Object position labeling entries
╔══
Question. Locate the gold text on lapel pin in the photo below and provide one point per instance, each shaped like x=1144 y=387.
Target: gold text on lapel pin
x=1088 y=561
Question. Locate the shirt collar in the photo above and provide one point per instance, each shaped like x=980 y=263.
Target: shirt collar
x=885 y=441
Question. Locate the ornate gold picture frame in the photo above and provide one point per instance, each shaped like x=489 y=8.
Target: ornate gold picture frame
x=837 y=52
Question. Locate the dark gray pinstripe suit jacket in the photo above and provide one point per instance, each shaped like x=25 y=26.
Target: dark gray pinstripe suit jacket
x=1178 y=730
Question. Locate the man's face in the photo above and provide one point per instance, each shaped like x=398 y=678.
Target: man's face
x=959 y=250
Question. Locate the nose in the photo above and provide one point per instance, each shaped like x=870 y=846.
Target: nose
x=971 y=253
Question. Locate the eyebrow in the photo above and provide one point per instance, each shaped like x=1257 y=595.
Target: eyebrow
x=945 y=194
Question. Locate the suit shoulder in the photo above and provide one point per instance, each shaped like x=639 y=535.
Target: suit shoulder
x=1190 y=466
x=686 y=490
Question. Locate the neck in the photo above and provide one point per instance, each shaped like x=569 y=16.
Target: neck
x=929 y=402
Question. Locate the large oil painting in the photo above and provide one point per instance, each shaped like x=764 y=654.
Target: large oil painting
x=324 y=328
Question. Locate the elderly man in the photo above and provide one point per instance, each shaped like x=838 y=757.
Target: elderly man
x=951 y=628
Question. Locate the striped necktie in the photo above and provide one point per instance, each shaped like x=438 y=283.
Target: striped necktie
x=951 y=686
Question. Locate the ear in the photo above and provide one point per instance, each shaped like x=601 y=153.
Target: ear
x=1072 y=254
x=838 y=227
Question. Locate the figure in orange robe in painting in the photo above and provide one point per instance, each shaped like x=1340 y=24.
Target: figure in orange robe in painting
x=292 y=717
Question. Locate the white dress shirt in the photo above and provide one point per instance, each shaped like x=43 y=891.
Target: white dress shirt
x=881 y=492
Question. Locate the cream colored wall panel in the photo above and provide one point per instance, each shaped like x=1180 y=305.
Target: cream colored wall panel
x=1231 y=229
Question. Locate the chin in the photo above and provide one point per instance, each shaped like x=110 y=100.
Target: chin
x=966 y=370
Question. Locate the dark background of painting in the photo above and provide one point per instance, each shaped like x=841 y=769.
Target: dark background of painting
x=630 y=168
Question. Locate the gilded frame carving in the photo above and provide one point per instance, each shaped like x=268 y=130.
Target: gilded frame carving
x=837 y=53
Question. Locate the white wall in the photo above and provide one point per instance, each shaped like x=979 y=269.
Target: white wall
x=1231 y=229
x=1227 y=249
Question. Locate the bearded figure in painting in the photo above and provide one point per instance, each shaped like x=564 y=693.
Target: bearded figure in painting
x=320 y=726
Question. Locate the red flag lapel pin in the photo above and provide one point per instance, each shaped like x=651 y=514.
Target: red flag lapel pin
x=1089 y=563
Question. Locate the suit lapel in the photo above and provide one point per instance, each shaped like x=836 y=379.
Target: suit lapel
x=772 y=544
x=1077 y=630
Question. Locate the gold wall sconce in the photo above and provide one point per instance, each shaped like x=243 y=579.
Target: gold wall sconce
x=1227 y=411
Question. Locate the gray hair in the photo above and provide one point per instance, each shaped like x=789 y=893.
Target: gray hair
╚══
╔══
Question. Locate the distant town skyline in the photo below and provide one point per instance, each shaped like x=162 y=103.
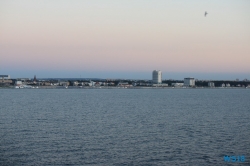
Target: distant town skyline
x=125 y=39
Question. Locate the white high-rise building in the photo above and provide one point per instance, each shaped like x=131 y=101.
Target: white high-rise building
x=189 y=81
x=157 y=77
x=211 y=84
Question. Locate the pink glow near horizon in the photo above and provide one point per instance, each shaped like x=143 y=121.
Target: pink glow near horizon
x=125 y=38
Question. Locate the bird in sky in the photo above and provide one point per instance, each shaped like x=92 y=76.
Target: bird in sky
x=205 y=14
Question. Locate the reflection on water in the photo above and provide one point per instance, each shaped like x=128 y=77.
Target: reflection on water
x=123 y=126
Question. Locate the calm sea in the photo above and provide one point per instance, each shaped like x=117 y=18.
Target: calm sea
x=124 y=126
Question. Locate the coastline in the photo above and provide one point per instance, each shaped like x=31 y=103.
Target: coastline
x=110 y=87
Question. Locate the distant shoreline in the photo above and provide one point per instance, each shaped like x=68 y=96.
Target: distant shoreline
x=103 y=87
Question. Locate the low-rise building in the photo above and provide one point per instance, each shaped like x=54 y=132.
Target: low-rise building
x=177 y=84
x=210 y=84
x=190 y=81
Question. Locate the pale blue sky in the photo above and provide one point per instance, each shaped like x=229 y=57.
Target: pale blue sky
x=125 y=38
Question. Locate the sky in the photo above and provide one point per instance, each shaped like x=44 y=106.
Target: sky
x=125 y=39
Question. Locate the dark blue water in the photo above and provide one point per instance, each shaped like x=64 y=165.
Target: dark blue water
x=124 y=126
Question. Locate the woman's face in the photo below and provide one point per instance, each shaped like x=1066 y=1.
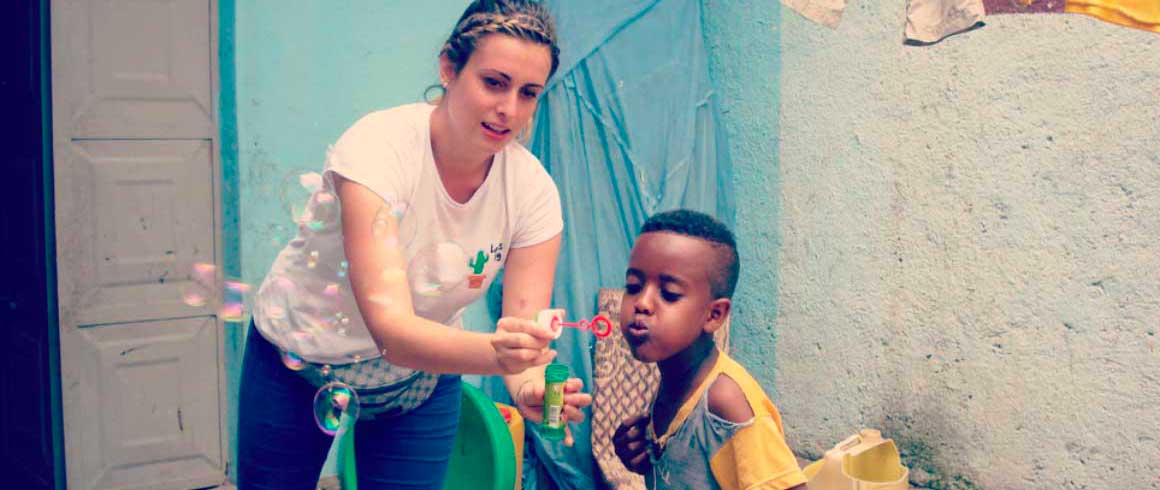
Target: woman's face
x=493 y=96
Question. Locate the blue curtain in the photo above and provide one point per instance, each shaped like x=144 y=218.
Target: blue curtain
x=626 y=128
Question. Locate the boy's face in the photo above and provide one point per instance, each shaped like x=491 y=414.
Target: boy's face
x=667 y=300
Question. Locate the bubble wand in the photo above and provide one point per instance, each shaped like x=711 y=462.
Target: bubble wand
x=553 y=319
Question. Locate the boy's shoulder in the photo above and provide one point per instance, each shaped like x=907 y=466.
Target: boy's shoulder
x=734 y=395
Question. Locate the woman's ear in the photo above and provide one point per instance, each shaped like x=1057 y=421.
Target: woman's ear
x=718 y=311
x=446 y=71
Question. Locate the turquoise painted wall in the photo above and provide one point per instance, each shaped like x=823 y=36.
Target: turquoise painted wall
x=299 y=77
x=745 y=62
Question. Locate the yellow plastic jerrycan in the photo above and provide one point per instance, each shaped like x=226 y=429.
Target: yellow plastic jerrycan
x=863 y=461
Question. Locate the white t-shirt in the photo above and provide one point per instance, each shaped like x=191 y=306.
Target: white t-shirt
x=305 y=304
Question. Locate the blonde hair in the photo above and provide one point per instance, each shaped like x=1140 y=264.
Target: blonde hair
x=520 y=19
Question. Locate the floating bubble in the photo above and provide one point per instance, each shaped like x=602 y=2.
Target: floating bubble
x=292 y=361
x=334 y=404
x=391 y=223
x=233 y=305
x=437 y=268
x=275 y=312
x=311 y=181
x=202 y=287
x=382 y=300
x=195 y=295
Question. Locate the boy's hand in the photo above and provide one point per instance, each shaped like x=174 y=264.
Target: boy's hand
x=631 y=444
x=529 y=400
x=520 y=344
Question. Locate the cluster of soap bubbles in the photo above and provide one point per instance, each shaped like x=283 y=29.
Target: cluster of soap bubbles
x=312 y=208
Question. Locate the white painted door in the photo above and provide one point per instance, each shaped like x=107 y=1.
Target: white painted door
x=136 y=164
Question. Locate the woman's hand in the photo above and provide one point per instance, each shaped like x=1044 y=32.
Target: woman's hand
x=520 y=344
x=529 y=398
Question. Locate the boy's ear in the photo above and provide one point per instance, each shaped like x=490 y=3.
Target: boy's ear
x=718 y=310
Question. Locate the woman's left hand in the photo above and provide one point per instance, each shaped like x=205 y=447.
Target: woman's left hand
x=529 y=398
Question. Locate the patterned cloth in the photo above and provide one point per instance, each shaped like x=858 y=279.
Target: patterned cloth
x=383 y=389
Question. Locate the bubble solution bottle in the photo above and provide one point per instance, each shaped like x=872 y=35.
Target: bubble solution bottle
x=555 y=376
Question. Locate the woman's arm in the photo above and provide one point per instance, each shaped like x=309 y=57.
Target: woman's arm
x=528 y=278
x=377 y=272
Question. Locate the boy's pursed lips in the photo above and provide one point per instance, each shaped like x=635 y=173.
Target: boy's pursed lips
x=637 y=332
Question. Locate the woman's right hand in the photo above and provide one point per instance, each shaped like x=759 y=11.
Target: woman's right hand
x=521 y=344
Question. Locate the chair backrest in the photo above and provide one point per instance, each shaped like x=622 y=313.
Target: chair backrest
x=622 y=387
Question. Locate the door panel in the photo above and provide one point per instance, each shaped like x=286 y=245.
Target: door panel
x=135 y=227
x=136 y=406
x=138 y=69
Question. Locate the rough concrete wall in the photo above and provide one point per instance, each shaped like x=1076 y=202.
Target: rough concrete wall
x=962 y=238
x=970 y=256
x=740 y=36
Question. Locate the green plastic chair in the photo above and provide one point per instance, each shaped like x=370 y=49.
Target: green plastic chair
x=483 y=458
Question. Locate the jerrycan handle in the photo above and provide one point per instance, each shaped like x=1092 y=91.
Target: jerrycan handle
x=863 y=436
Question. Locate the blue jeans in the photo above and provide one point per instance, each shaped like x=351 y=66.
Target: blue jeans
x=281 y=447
╚══
╔══
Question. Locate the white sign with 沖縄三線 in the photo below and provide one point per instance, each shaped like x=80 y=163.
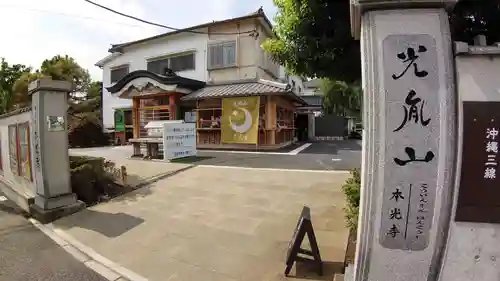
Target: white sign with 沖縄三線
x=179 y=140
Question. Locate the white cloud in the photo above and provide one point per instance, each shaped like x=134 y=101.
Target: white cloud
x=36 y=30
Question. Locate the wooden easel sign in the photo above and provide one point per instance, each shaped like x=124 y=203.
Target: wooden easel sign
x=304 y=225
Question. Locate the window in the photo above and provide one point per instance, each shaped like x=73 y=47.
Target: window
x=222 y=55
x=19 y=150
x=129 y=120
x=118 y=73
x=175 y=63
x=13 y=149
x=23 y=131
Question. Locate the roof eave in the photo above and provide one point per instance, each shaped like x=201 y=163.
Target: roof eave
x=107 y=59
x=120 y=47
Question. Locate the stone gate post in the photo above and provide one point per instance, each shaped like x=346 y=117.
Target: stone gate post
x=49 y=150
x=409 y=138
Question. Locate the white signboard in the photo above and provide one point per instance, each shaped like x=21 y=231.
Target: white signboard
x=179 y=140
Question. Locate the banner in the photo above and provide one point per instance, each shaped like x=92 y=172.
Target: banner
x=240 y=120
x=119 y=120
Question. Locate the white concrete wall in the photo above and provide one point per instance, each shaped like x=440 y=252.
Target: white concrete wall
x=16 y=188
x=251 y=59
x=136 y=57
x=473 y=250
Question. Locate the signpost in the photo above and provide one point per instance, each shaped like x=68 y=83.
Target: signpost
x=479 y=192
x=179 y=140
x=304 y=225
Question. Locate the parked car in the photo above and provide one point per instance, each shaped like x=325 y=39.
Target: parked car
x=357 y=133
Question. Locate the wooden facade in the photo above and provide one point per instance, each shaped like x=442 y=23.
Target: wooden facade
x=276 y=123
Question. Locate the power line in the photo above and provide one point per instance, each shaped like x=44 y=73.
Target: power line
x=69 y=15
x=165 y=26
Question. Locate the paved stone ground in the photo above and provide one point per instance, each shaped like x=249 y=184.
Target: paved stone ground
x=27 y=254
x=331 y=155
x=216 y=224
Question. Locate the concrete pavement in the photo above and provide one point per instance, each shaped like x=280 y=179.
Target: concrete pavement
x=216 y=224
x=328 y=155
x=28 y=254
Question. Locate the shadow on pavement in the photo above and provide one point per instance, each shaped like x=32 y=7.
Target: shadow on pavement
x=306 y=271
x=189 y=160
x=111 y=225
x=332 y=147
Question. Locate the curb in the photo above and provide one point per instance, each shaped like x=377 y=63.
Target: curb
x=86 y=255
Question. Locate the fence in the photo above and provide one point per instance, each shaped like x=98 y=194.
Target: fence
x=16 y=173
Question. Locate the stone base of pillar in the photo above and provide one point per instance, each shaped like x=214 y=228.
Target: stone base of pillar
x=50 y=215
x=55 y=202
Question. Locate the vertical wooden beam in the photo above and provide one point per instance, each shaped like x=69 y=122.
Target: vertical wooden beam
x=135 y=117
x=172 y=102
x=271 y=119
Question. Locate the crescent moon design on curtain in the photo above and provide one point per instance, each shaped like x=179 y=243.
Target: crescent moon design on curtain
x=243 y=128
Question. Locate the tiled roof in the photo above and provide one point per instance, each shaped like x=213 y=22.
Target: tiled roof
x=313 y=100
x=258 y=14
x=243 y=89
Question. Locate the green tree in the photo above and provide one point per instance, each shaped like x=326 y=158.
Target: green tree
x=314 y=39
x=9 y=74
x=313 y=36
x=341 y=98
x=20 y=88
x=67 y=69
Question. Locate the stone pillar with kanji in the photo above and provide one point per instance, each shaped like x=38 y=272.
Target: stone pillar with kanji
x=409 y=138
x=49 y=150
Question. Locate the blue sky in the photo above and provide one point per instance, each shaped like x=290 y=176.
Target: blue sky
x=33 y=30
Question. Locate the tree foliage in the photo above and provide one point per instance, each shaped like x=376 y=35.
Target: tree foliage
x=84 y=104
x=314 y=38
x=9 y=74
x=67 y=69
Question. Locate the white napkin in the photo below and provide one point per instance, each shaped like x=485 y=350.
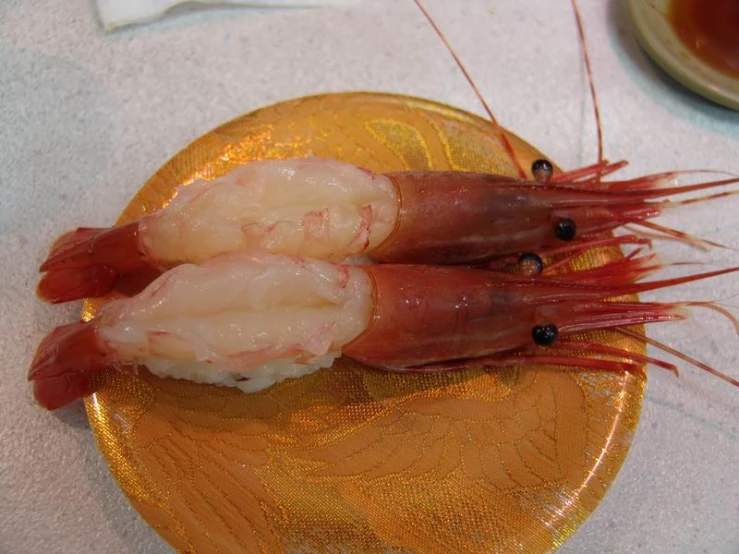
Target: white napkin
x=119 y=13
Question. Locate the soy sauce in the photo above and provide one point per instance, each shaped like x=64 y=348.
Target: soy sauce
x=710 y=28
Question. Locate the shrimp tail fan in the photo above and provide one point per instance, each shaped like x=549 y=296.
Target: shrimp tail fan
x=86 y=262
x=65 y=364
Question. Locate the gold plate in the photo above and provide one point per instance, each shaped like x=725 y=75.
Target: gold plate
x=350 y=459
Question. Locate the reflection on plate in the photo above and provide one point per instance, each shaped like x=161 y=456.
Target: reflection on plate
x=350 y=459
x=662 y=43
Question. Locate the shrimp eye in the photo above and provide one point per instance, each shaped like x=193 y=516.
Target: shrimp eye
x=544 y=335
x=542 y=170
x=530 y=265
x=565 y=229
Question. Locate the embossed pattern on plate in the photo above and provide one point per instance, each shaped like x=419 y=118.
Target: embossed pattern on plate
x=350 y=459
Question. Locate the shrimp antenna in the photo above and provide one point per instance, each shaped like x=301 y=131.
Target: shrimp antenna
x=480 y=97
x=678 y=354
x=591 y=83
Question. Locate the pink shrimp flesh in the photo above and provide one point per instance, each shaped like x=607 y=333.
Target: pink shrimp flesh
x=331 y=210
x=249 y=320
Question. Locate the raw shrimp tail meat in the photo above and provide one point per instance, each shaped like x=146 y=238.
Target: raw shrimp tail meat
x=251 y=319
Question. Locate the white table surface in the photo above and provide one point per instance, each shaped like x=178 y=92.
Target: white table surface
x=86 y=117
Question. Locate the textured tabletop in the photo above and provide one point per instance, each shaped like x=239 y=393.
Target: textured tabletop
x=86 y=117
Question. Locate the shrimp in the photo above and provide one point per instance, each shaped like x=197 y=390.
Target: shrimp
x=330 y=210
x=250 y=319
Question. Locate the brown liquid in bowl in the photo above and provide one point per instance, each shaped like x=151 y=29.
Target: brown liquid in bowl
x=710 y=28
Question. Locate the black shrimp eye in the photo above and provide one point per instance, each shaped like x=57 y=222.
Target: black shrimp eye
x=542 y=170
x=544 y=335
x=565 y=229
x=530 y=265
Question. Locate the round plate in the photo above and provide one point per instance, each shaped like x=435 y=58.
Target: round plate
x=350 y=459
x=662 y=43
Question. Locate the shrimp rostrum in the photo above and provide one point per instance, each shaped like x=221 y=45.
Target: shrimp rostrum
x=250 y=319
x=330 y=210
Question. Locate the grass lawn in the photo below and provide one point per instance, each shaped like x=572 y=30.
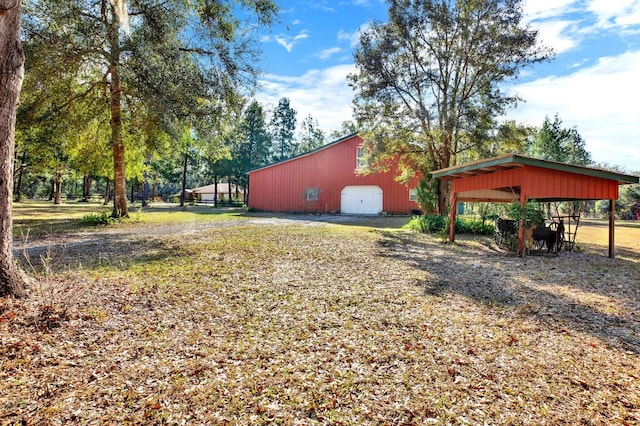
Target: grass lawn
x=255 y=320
╚══
▶ _Task details_
Find each line of the items above that contains the string "crescent", matching case exactly, and copy every such line.

▶ _The reply_
Question. Locate the crescent moon design on curtain in the photo above and provide one point per instance, each shaped like x=179 y=243.
Target: crescent moon design on curtain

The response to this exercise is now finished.